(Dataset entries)
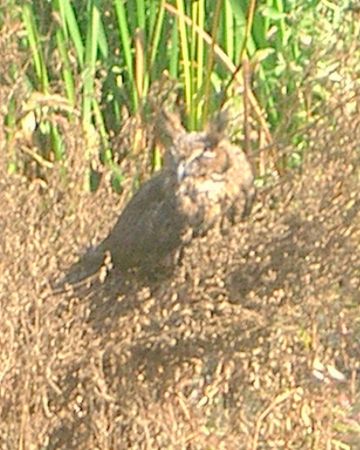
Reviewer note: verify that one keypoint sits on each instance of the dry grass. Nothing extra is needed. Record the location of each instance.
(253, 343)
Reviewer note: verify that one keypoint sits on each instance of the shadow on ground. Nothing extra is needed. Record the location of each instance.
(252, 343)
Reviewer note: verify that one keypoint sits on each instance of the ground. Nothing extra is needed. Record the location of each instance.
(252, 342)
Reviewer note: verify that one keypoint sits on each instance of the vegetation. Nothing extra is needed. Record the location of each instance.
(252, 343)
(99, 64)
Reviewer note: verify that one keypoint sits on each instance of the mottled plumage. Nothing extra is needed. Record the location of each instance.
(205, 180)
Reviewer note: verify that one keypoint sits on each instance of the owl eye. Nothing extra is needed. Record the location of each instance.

---

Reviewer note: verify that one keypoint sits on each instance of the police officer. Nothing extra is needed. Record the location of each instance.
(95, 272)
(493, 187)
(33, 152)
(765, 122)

■ Work item: From the entries above, write out only the lines starting at the line that holds "of the vegetation." and ending at the line that holds "the owl eye.", keeping both and matching them exactly.

■ Task response:
Reviewer note: verify that one keypoint sits on each instance of the vegetation. Nothing extra is needed. Record the location of each instance.
(252, 343)
(99, 64)
Reviewer note: verify that one keypoint sits on each instance of the mottled plumage. Nothing extra is needed. Record the location of each instance.
(205, 180)
Reviewer note: verify that one keypoint sits on each instance of the owl eye. Nothing extra is needed. Record the location of each instance.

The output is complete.